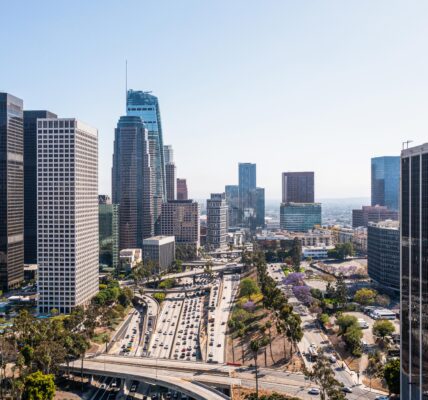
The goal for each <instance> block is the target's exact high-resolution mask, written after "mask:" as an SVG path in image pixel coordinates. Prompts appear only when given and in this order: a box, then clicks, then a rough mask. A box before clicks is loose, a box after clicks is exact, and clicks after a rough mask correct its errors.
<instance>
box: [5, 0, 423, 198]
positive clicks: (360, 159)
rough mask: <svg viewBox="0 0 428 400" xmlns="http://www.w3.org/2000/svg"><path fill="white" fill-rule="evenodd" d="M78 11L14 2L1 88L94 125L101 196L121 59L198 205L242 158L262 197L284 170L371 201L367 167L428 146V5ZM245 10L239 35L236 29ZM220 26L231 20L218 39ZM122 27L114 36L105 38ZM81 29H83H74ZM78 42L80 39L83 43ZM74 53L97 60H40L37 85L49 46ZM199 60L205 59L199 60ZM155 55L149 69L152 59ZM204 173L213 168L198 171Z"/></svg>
mask: <svg viewBox="0 0 428 400" xmlns="http://www.w3.org/2000/svg"><path fill="white" fill-rule="evenodd" d="M78 3H79V5H78V6H76V7H79V9H80V10H81V12H79V13H76V14H75V18H73V19H70V18H69V16H70V15H71V13H72V12H73V11H74V10H75V8H74V6H70V5H69V6H67V5H60V6H55V7H46V9H43V10H41V9H40V10H39V9H37V7H36V6H35V5H31V4H29V5H25V6H24V5H20V4H11V5H9V6H8V8H7V10H5V16H6V18H5V24H4V25H3V26H2V28H0V29H1V30H2V31H3V30H4V32H7V31H12V30H13V31H14V32H16V35H15V40H14V43H13V45H12V44H9V43H5V47H6V48H5V53H7V52H9V53H8V54H10V55H11V56H12V57H14V60H15V61H16V62H14V63H13V65H12V64H11V63H2V64H1V66H0V72H1V74H2V75H3V76H7V77H8V80H7V82H4V83H3V85H2V88H1V89H2V90H4V91H5V92H9V93H13V94H15V95H16V96H18V97H20V98H23V99H24V101H25V102H24V108H25V109H52V110H55V112H57V113H58V114H59V115H64V116H67V115H77V117H79V118H80V119H81V120H84V121H90V122H91V123H93V124H94V125H95V126H97V127H99V130H100V182H99V187H100V192H101V193H110V192H111V188H110V179H109V174H108V169H109V168H110V167H111V165H110V160H111V158H110V155H111V154H112V143H113V140H112V138H113V135H114V127H115V123H116V120H117V117H118V116H119V115H122V114H123V113H124V109H125V82H124V81H125V79H124V75H125V60H126V59H128V72H129V73H128V87H129V88H134V89H135V90H153V93H154V94H155V95H156V96H157V97H158V98H159V99H160V102H161V108H162V122H163V131H164V136H165V137H164V142H165V143H172V144H173V145H174V147H175V156H176V162H177V165H178V166H179V170H178V171H177V174H178V176H183V177H186V178H187V180H188V184H189V189H190V191H189V192H190V193H189V195H190V197H193V198H200V199H204V198H207V197H208V195H209V193H211V192H217V191H221V190H222V188H223V187H224V185H225V184H226V183H227V182H226V181H227V177H228V176H230V175H231V174H234V173H235V172H234V171H235V166H236V164H237V163H239V162H246V161H251V162H254V163H256V164H257V165H258V174H259V183H260V185H262V186H263V187H265V188H266V198H267V199H279V198H280V193H281V185H280V183H279V179H278V178H279V176H280V174H281V172H283V171H288V170H290V171H291V170H313V171H315V173H316V174H317V196H319V198H326V197H331V198H349V197H360V196H364V197H368V196H369V194H370V183H369V177H370V158H372V157H377V156H383V155H399V152H400V150H401V143H402V142H403V141H405V140H407V139H412V140H413V141H414V144H420V143H423V142H425V140H424V135H425V132H426V131H427V129H428V122H427V121H426V120H425V119H424V118H423V115H424V110H425V109H426V107H427V104H426V99H425V98H424V97H423V95H422V94H419V93H424V92H425V91H426V88H427V86H428V82H427V79H426V77H425V75H426V74H425V72H424V71H425V70H426V63H427V56H426V55H424V54H423V53H420V51H419V49H420V48H423V47H424V43H425V37H427V35H426V32H427V27H426V26H425V25H426V24H425V21H424V18H423V15H425V11H426V8H427V5H426V4H424V3H423V2H415V3H414V7H413V8H412V9H411V10H410V8H406V7H405V6H400V3H399V2H386V1H380V2H377V3H376V4H375V5H373V4H372V2H368V1H362V2H359V3H358V6H357V5H353V4H340V3H335V7H334V13H332V12H331V10H332V9H333V8H332V7H329V6H328V5H326V4H324V5H323V4H317V5H313V4H311V7H310V10H311V13H309V15H308V12H307V11H308V10H309V8H308V7H307V6H308V4H309V3H307V2H299V4H291V3H289V2H281V3H280V2H272V3H269V4H268V5H267V6H265V7H264V8H261V7H260V6H258V5H256V4H255V3H248V2H245V3H244V2H240V1H237V2H236V3H234V4H232V5H231V4H228V5H227V8H226V3H222V2H219V3H217V2H216V4H215V5H214V4H204V5H203V6H202V5H198V4H197V3H196V2H191V1H187V2H185V3H184V5H180V6H178V5H175V4H168V5H167V6H165V5H153V4H150V3H144V4H140V3H137V2H133V1H130V2H129V3H128V8H129V7H133V8H134V10H135V12H133V13H132V15H131V16H130V19H127V18H125V17H124V16H125V15H127V16H128V14H127V13H126V9H127V7H123V6H122V5H118V4H113V3H109V2H107V4H106V7H104V9H103V10H101V13H102V18H93V16H94V15H98V14H99V13H100V10H99V8H98V7H96V5H92V4H85V3H83V2H78ZM244 5H245V7H244ZM226 9H227V10H228V12H225V10H226ZM142 11H144V12H146V13H148V14H149V15H150V16H151V18H148V19H146V23H145V25H144V27H143V26H142V25H141V24H139V23H138V15H139V14H141V12H142ZM166 11H168V12H166ZM229 11H230V12H229ZM238 11H239V12H240V15H241V18H240V29H239V30H238V29H237V28H236V27H235V24H234V23H233V19H234V15H236V12H238ZM125 13H126V14H125ZM187 14H189V15H187ZM13 15H20V16H21V18H20V19H18V20H15V19H14V18H12V16H13ZM169 15H171V16H172V15H176V16H177V18H175V17H174V18H172V17H170V16H169ZM207 15H211V17H210V18H207ZM315 15H317V18H316V19H314V16H315ZM8 17H10V18H8ZM54 17H55V18H54ZM39 18H49V19H55V21H56V22H55V23H56V24H58V26H59V25H61V34H60V35H50V30H46V29H45V28H43V27H41V26H40V24H37V23H36V21H37V20H38V19H39ZM72 20H73V22H71V21H72ZM76 20H77V21H76ZM121 20H124V21H125V20H126V21H127V24H128V25H129V26H128V28H129V29H124V27H125V26H126V25H124V22H121ZM214 20H217V21H221V22H222V25H223V26H224V30H223V31H222V32H218V31H217V29H216V26H215V24H214V23H213V22H211V21H214ZM12 21H13V22H12ZM113 21H114V24H115V26H117V29H116V30H115V31H114V32H111V33H110V27H111V26H112V23H113ZM189 21H191V22H192V23H191V24H190V25H189V26H188V27H187V26H186V25H187V24H188V23H189ZM255 21H257V23H258V26H259V27H260V29H258V30H257V33H256V32H253V27H254V23H255ZM76 22H77V23H78V24H79V25H80V26H82V27H84V29H83V30H82V32H76V31H75V29H73V26H75V23H76ZM12 23H13V26H12ZM397 23H398V24H400V26H401V28H402V29H400V31H401V32H402V34H401V35H400V36H399V37H398V36H397V33H396V29H395V27H396V26H397ZM92 24H95V25H92ZM55 26H57V25H55ZM379 26H381V27H382V29H380V28H379ZM357 27H358V29H357ZM145 28H147V29H145ZM28 30H30V31H31V32H32V40H33V41H34V43H32V46H30V47H29V48H27V47H26V46H27V39H26V38H25V37H24V35H23V34H22V33H21V31H22V32H28ZM195 31H198V32H199V34H198V35H195V34H194V32H195ZM145 32H147V34H146V36H144V35H143V33H145ZM171 33H174V35H171ZM81 35H85V40H79V39H80V38H81V37H83V36H81ZM171 36H174V40H173V41H172V40H171V39H170V37H171ZM141 37H143V40H141ZM226 38H227V39H230V40H226ZM125 39H126V40H125ZM294 39H298V40H294ZM220 42H221V43H224V44H225V45H224V46H223V47H221V48H220V47H219V46H216V43H220ZM38 43H40V45H39V44H38ZM42 43H43V47H41V46H42V45H41V44H42ZM77 43H78V46H79V49H80V48H81V49H82V51H83V52H84V54H85V55H86V56H87V59H88V61H89V62H88V63H85V64H84V65H83V64H82V65H77V66H76V65H73V67H71V65H72V64H73V63H69V62H68V61H69V59H68V57H69V56H68V55H66V56H65V58H64V59H61V60H58V61H57V62H56V63H55V64H54V65H49V64H48V63H47V62H46V61H44V59H43V58H40V59H39V62H38V63H36V64H35V65H34V66H33V67H32V79H31V84H29V81H28V79H29V78H28V76H27V75H28V71H27V68H26V67H25V65H26V60H27V59H28V58H31V57H36V55H38V54H39V53H40V52H41V51H43V49H45V47H46V44H48V45H49V46H53V47H56V48H59V47H60V46H71V50H73V49H74V48H75V45H76V44H77ZM177 43H178V45H177ZM296 43H298V45H297V44H296ZM344 44H346V45H344ZM409 44H411V45H409ZM12 46H13V47H12ZM23 48H25V49H26V51H22V49H23ZM208 48H209V49H210V53H209V54H208V53H207V51H206V49H208ZM136 49H137V51H135V50H136ZM107 50H108V51H107ZM195 52H196V54H199V56H198V57H196V58H195V57H191V56H190V55H191V54H194V53H195ZM68 53H69V54H72V53H73V51H70V52H68ZM137 53H138V54H137ZM148 54H150V55H151V57H150V60H151V61H150V62H145V60H146V59H147V57H146V56H147V55H148ZM254 54H259V57H256V58H254ZM250 59H251V62H250ZM189 60H191V62H190V61H189ZM224 60H227V62H224ZM415 60H416V61H415ZM409 63H411V64H410V65H409ZM368 71H370V73H368ZM402 71H411V73H409V74H403V72H402ZM177 74H179V75H180V79H179V80H177ZM70 77H73V78H76V79H77V80H78V81H79V85H76V84H75V79H70ZM254 77H257V79H250V78H254ZM34 78H35V79H34ZM177 81H179V82H177ZM107 82H108V83H107ZM232 83H233V90H230V87H232V86H231V84H232ZM58 88H61V91H59V90H58ZM42 89H43V90H42ZM82 92H83V93H84V98H83V99H81V97H82V96H81V93H82ZM414 94H415V95H414ZM255 98H259V99H263V100H262V101H254V99H255ZM319 99H322V101H321V100H319ZM213 110H215V112H213ZM219 116H220V118H219ZM253 116H257V117H256V118H254V117H253ZM421 116H422V117H421ZM244 132H245V141H242V134H243V133H244ZM217 135H218V136H217ZM195 137H196V138H198V139H199V140H195ZM210 137H216V140H215V141H212V140H209V139H208V138H210ZM385 137H388V141H386V140H385ZM205 138H206V139H205ZM260 138H263V140H260ZM344 138H346V140H344ZM201 140H202V143H203V145H204V147H205V145H206V146H208V143H209V147H207V149H208V150H205V149H204V147H203V148H201V146H200V142H201ZM205 140H206V141H205ZM226 140H227V141H228V144H229V146H227V148H225V146H224V142H225V141H226ZM368 142H369V143H370V146H367V145H366V143H368ZM296 150H298V151H296ZM187 152H190V153H192V157H186V153H187ZM329 152H331V153H329ZM218 154H222V157H223V158H224V162H223V163H221V164H219V163H218V162H216V159H217V157H218ZM301 154H305V155H307V157H301V156H299V155H301ZM326 154H327V156H326ZM350 154H352V157H349V156H350ZM106 160H108V165H107V161H106ZM195 164H200V165H204V168H203V173H202V172H201V170H202V169H200V168H196V169H195V168H194V165H195ZM338 166H340V168H338ZM349 177H352V179H349Z"/></svg>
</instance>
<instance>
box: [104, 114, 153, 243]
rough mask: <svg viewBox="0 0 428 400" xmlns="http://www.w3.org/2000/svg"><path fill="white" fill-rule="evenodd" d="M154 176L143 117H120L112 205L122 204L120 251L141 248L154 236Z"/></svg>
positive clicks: (118, 129) (114, 145)
mask: <svg viewBox="0 0 428 400" xmlns="http://www.w3.org/2000/svg"><path fill="white" fill-rule="evenodd" d="M152 177H153V175H152V173H151V166H150V157H149V153H148V139H147V129H146V128H145V126H144V124H143V122H142V120H141V118H140V117H131V116H123V117H120V119H119V122H118V124H117V128H116V129H115V138H114V154H113V168H112V195H113V196H112V197H113V203H114V204H119V248H120V250H122V249H132V248H142V245H143V239H144V238H146V237H150V236H152V235H153V230H154V228H153V225H154V220H153V196H152Z"/></svg>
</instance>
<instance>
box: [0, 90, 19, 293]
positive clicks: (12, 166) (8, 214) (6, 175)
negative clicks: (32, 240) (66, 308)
mask: <svg viewBox="0 0 428 400" xmlns="http://www.w3.org/2000/svg"><path fill="white" fill-rule="evenodd" d="M22 108H23V101H22V100H21V99H19V98H17V97H15V96H12V95H10V94H8V93H0V289H1V290H8V289H10V288H13V287H16V286H18V285H19V284H20V283H21V282H22V280H23V279H24V127H23V124H24V115H23V110H22Z"/></svg>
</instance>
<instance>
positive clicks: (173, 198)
mask: <svg viewBox="0 0 428 400" xmlns="http://www.w3.org/2000/svg"><path fill="white" fill-rule="evenodd" d="M176 170H177V169H176V168H175V164H174V163H173V162H169V163H167V164H166V165H165V173H166V199H167V200H175V199H176V193H177V178H176Z"/></svg>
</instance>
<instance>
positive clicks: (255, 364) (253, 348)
mask: <svg viewBox="0 0 428 400" xmlns="http://www.w3.org/2000/svg"><path fill="white" fill-rule="evenodd" d="M250 349H251V351H252V352H253V357H254V364H255V367H256V399H258V397H259V376H258V366H257V356H258V353H259V349H260V341H258V340H252V341H251V343H250Z"/></svg>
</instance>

-- Work item --
Take the records from their first line through the line containing "positive clicks: (360, 159)" and please return exactly those lines, both ends included, minus the pictures.

-- Result below --
The goal for each <instance> block is the target's exact high-resolution mask, written after "mask:" as an SVG path in image pixel coordinates. Prompts appear only when given and in this order: a box, then clicks, then a rough mask. A box before clicks is loose, a box after clicks is exact, and clicks after a rough mask correct its errors.
<instance>
box: [5, 0, 423, 198]
positive clicks: (360, 159)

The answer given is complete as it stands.